*Text:*
▬▬▬▬▬▬▬▬▬▬

Grounds of Royal Hospital Kilmainham transformed for ‘Great Hunger’

The Dublin Theatre Festival (DTF) has been running in a sharply cut-back and adapted version because of Covid-19 restrictions.  

The DTF box office operates online-only and social distancing is taking place in all locations.  

Dublin 8’s Royal Hospital Kilmainham has been the host of one of the most innovative productions: an outdoor dramatisation of Patrick Kavanagh’s poem The Great Hunger, an Abbey Theatre production in partnership with the Irish Museum of Modern Art (IMMA).  

Award winning Irish directors Conall Morrison and Caitríona McLaughlin bring to life The Great Hunger, a poem about Patrick McGuire who is starving intellectually and emotionally for a sense of belonging in Ireland.  

With heavy reference to the Famine, it illustrates an Ireland that is impoverished culturally. Now, in a global pandemic, Kavanagh’s words could not be more relevant. 

Photo Ros Kavanagh

The performances run until Saturday, 10th October and is the Abbey Theatre’s first physical production since the beginning of March. It is an open-air show with a cast of 26 actors and 10 musicians taking audience members through the grounds of the Royal Hospital Kilmainham around a 1.7km route.  

The 14 different stanzas of the poem are enacted in 14 different locations in the grounds of IMMA. A light show will allow audience members to immerse themselves in the majestic world of Kavanagh’s work.

▬▬▬▬▬▬▬▬▬▬

[Data entries]
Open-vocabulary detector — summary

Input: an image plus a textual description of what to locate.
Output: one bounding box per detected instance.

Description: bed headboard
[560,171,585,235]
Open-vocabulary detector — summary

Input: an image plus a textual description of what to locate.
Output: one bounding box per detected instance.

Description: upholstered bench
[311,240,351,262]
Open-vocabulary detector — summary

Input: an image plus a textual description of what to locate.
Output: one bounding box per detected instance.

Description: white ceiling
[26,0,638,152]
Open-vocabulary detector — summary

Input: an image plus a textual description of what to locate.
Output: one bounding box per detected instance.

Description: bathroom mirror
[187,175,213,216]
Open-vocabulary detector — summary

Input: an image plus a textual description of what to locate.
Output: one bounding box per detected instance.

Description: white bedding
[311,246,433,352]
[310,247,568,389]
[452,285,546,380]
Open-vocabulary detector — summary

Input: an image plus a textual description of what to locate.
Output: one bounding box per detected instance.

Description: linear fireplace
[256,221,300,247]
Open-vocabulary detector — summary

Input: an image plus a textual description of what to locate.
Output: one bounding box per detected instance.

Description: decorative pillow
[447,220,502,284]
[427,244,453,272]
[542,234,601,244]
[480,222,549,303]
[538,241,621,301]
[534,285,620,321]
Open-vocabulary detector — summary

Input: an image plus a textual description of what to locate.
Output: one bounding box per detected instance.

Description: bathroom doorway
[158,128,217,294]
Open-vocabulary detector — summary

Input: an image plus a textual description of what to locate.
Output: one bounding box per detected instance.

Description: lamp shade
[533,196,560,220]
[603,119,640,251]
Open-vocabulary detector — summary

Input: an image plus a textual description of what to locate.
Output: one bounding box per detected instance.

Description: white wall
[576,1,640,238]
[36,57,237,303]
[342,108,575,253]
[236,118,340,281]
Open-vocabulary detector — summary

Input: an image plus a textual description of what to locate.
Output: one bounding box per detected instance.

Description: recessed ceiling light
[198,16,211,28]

▬▬▬▬▬▬▬▬▬▬

*Work task 1:* Output the stretch of the Great Hunger article from "The performances run until Saturday, 10th October and" through "majestic world of Kavanagh’s work.", word for word.
*Work task 2:* According to the Great Hunger article, how many actors are in the cast of the open-air show?

*Response area 1:*
The performances run until Saturday, 10th October and is the Abbey Theatre’s first physical production since the beginning of March. It is an open-air show with a cast of 26 actors and 10 musicians taking audience members through the grounds of the Royal Hospital Kilmainham around a 1.7km route.  

The 14 different stanzas of the poem are enacted in 14 different locations in the grounds of IMMA. A light show will allow audience members to immerse themselves in the majestic world of Kavanagh’s work.

*Response area 2:* 26 actors.